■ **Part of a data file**
-----
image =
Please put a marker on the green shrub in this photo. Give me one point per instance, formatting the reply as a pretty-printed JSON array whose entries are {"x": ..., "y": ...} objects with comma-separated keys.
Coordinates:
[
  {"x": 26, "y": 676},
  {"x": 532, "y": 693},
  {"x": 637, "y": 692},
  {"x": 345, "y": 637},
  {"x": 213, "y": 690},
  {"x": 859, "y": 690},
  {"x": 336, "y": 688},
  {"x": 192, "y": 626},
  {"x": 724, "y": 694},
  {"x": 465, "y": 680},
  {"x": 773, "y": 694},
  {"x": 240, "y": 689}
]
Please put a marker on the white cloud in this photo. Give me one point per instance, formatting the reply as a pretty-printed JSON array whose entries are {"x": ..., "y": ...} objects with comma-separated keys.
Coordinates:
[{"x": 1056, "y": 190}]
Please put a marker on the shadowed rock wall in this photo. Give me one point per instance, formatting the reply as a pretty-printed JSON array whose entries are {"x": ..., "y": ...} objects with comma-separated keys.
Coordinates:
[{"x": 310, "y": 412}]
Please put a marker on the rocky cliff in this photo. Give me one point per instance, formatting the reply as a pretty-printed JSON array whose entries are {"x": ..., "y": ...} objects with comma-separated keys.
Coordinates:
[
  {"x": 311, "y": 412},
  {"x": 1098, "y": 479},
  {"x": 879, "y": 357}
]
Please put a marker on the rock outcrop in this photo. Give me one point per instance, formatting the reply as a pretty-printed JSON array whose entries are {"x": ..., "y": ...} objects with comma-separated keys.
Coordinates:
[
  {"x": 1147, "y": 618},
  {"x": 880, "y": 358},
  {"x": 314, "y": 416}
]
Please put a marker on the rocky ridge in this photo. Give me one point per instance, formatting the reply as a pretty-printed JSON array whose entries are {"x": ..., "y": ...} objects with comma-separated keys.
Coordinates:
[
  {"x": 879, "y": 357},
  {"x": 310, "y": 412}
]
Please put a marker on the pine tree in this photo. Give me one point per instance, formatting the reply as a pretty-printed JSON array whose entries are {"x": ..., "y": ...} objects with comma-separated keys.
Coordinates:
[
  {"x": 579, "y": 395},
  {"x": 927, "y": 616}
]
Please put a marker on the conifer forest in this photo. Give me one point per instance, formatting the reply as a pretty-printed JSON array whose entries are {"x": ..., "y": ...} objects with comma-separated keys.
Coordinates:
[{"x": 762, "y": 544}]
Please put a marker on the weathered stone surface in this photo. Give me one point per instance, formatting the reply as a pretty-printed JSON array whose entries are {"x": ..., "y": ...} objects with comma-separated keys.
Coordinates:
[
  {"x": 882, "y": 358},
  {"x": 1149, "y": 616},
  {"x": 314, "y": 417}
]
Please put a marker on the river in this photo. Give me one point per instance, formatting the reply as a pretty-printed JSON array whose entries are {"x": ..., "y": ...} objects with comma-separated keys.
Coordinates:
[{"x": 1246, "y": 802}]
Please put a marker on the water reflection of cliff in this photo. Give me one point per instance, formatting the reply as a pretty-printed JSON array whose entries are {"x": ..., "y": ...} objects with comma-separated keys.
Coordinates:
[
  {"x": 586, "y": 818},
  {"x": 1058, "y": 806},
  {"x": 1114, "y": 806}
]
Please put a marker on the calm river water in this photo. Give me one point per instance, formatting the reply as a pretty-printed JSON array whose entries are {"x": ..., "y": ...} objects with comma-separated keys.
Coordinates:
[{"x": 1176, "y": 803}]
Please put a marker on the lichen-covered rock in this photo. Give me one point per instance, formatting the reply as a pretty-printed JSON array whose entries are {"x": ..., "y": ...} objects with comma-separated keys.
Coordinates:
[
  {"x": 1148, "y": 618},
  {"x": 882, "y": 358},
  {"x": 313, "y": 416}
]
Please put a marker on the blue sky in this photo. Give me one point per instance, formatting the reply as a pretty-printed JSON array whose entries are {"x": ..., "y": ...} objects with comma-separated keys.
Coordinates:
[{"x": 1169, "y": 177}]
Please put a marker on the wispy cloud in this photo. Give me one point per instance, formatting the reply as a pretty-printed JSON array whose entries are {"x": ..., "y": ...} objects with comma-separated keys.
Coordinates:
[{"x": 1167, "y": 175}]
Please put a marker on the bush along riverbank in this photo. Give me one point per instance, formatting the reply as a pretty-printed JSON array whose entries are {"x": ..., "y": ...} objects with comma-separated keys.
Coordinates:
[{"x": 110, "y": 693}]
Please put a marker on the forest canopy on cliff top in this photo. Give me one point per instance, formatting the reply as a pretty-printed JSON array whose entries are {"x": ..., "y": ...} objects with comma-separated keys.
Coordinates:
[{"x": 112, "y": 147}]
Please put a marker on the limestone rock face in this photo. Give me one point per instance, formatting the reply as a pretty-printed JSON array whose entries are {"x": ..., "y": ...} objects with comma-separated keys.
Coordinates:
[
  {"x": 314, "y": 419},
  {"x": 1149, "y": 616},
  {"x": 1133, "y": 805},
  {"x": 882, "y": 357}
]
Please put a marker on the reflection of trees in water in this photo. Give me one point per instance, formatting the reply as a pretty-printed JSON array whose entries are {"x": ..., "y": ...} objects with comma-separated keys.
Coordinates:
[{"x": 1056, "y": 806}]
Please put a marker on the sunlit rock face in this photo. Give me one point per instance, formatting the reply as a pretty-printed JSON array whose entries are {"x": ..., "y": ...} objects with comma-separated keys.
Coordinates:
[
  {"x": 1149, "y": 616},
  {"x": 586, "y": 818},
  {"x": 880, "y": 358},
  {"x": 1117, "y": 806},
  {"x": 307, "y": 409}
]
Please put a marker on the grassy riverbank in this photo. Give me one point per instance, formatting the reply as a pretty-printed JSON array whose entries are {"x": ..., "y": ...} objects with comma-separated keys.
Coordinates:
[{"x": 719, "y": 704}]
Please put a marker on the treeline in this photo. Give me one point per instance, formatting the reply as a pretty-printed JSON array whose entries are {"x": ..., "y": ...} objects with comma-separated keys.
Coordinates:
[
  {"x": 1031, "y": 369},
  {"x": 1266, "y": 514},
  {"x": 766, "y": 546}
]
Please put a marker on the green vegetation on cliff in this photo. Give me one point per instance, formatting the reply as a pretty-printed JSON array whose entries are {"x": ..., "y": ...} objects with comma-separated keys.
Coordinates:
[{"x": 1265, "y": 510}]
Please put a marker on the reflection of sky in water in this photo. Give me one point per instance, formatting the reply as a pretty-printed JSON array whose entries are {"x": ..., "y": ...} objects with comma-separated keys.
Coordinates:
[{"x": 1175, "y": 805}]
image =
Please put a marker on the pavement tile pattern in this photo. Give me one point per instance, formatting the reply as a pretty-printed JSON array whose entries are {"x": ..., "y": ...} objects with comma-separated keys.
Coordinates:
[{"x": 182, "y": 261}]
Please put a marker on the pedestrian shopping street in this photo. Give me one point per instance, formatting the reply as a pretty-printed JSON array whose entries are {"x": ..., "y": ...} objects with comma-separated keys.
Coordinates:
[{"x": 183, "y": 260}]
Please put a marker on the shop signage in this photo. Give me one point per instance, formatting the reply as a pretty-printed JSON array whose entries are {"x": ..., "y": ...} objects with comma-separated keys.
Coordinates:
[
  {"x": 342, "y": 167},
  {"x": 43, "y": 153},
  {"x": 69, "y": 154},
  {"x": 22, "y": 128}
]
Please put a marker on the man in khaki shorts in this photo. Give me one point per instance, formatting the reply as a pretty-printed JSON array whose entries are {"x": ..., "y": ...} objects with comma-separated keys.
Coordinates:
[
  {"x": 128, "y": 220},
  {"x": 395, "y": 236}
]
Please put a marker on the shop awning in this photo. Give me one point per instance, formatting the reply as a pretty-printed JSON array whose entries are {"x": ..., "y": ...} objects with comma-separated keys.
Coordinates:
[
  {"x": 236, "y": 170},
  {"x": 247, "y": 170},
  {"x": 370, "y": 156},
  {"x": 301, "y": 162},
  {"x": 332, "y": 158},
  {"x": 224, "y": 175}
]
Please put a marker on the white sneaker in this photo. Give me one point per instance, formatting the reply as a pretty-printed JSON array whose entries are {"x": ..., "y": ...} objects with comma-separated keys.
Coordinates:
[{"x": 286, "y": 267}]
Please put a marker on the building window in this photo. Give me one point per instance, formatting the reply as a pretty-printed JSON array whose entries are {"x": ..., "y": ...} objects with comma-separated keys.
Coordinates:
-----
■ **Work instructions**
Retype nothing except the lines from the line holding "Please put a marker on the reflection of sky" through the last line of the entries, both included.

■ **Result of the exercise**
Please put a marker on the reflection of sky in water in this photo. Give me one point per instance, formatting the reply as a pretty-printed JSON array whose entries are {"x": ..., "y": ...} objects with comma-separated keys.
Coordinates:
[{"x": 1175, "y": 805}]
image =
Please put a marker on the pavement tile pattern in this photo. Give me one point per instance, formatting the reply as a pretty-printed JSON array whose entries are {"x": ..., "y": ...} objects with comma-separated keys.
Coordinates:
[{"x": 182, "y": 261}]
Please put a marker on the pedestrian shopping street in this photo. Give me one point per instance, formatting the reply as a pretty-printed JSON array whose entries are {"x": ..., "y": ...} objects with comma-separated keys.
Coordinates:
[{"x": 183, "y": 260}]
Please put a marker on the shop signage in this photo. Give me one point per instance, formatting the reply as a pretty-printed JSON array whose entries are {"x": ..., "y": ...} objects with comma-separated keys.
Coordinates:
[
  {"x": 342, "y": 167},
  {"x": 43, "y": 153},
  {"x": 69, "y": 154},
  {"x": 22, "y": 128}
]
Please put a marker on the man in khaki shorts in this photo. Give me one point per instance, formatting the reply as a pretty-printed JSON array whose entries are {"x": ..., "y": ...} objects with comma-separated keys.
Coordinates:
[
  {"x": 128, "y": 220},
  {"x": 395, "y": 236}
]
Please put a marker on the shop awning in this photo. Give me one point per instance, formatting the reply as a pretty-printed JSON array whose entries are {"x": ..., "y": ...} objects with comma-separated keys.
Coordinates:
[
  {"x": 236, "y": 170},
  {"x": 247, "y": 170},
  {"x": 370, "y": 156},
  {"x": 301, "y": 162},
  {"x": 332, "y": 158},
  {"x": 224, "y": 175}
]
Please put a marker on the white sneaker in this photo. Give me one point per instance, formatting the reply as a pretty-printed JSON array whose entries are {"x": ..., "y": ...} objects with comma-separated keys.
Coordinates:
[{"x": 286, "y": 267}]
Please put a marker on the building window in this photo. Give me one point per instance, formatting the reply as a pretty-printed JSON array whose entries are {"x": ..., "y": ...} objects with comma-separated keys.
Coordinates:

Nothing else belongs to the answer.